Assignment → Without changing a single word, output each entry.

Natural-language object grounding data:

══════

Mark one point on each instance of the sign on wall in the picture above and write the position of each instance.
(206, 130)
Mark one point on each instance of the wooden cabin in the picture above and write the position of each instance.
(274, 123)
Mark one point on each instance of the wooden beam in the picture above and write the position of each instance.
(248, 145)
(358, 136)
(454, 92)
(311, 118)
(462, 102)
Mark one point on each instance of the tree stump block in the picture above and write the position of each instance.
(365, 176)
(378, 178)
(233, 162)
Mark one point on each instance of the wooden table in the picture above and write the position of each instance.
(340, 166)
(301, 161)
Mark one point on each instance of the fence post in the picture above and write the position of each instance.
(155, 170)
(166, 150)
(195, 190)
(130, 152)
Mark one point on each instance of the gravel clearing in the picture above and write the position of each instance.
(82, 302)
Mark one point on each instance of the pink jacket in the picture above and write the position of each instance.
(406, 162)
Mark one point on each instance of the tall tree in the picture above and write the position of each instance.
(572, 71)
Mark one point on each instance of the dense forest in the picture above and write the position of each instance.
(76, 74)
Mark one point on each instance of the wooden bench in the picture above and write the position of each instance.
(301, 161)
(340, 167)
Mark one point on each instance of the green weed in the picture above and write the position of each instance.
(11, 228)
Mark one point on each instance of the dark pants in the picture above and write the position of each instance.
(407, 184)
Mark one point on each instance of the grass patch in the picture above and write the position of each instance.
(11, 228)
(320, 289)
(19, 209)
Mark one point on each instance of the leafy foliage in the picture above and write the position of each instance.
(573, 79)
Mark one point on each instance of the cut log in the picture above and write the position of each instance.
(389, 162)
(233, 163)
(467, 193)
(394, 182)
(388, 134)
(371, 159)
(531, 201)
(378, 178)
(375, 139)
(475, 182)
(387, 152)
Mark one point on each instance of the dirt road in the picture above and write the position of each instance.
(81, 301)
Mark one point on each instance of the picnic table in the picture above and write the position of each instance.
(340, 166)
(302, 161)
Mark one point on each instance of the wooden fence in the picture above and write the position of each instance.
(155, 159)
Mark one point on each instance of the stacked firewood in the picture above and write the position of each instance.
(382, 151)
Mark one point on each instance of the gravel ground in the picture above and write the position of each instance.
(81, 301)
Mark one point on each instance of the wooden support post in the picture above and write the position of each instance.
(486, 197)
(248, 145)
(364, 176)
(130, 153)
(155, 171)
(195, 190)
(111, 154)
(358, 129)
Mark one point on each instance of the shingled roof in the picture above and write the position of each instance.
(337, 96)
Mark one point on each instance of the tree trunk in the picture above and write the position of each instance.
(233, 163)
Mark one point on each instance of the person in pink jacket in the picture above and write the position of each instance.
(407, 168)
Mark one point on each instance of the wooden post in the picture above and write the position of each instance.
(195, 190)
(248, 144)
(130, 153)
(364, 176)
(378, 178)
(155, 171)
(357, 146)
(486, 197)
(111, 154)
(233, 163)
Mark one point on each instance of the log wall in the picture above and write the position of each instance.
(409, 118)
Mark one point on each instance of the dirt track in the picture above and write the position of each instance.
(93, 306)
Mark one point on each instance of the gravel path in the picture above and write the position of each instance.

══════

Task output →
Mark one point on each instance of the sign on wall in the picture above and write the position of each instance.
(206, 130)
Mark one point on each instance of the wooden cabin in the picture above and write the position of each instance.
(274, 123)
Mark one point on each instance of the wooden beam in the picture above and write the position of each instance.
(248, 145)
(358, 136)
(454, 92)
(311, 118)
(462, 102)
Mark one point on each instance of the tree stump block in the picture above and write the position of each instance.
(365, 176)
(378, 178)
(233, 162)
Mark one point on each instance of the wooden table in the picture above and write the position of each instance.
(340, 166)
(301, 161)
Mark one point on each instance of the fence post in the picture above and write the position of each instance.
(155, 170)
(166, 150)
(195, 190)
(130, 152)
Mark one point on each instance of the gravel clearing in the picture above and write the position of each instance.
(82, 302)
Mark one point on each instance of the pink jacket in the picture above and write the position of each instance.
(406, 162)
Mark one point on each instance of the tall tree in the picture above and write the position of each instance.
(572, 71)
Mark one point on each instance of the dense forest in the picture above and write the position of each instance.
(76, 74)
Mark one point on each instance of the wooden bench in the picture above and write the position of each instance.
(301, 161)
(340, 167)
Mark one point on each instance of the green weed in the picture above and write the position of each instance.
(11, 228)
Mark one point on each instance of the dark pants in the picture above and write the position of each instance.
(407, 184)
Mark one point on each instance of the grass patch in the picture above and write the position of each instance.
(11, 228)
(320, 289)
(19, 209)
Mark one point on each instance of the leafy foliage in the picture above and write the position of each instance.
(573, 79)
Mark one point on each instance of the cut log in the picture above and write the position of each instance.
(389, 162)
(233, 163)
(467, 193)
(394, 182)
(388, 134)
(371, 159)
(531, 201)
(378, 178)
(375, 139)
(475, 182)
(387, 152)
Mark one point on each instance of the dirt road in the picture above and write the position of each instance.
(81, 301)
Mark one point on each instance of the picnic table in the picture above and write the position of each instance.
(340, 166)
(302, 161)
Mark one point on each instance of the wooden fence in the picture above and write the position of each instance.
(155, 159)
Mark one point on each instance of the stacked firewood in the picture above and write the position of each instance.
(382, 151)
Mark one point on each instance of the gravel ground in the picture above and write the position of each instance.
(81, 301)
Mark one point on each instance of the wooden support post in the picture above and write the position of each instance.
(486, 197)
(248, 145)
(364, 176)
(130, 153)
(155, 171)
(195, 190)
(111, 154)
(358, 129)
Mark one point on each instance of the shingled roof in the picture above and write the position of each instance.
(337, 96)
Mark one point on each instance of the tree trunk in the picture above and write the position of each instance.
(233, 163)
Mark one point on each instance of the person in pink jacket in the picture above and write the position of each instance.
(407, 168)
Mark one point on each instance of the wooden post in the picture above and write the position of each instance.
(195, 190)
(248, 144)
(130, 153)
(364, 176)
(378, 178)
(155, 171)
(357, 146)
(486, 197)
(111, 154)
(233, 163)
Mark one point on each instance of the log wall in the picture above and write the position of each instance.
(409, 118)
Mark one point on each instance of the dirt track in the picture above and write the position of each instance.
(93, 306)
Mark one point on each instance of the gravel path in the picture above and write the position of each instance.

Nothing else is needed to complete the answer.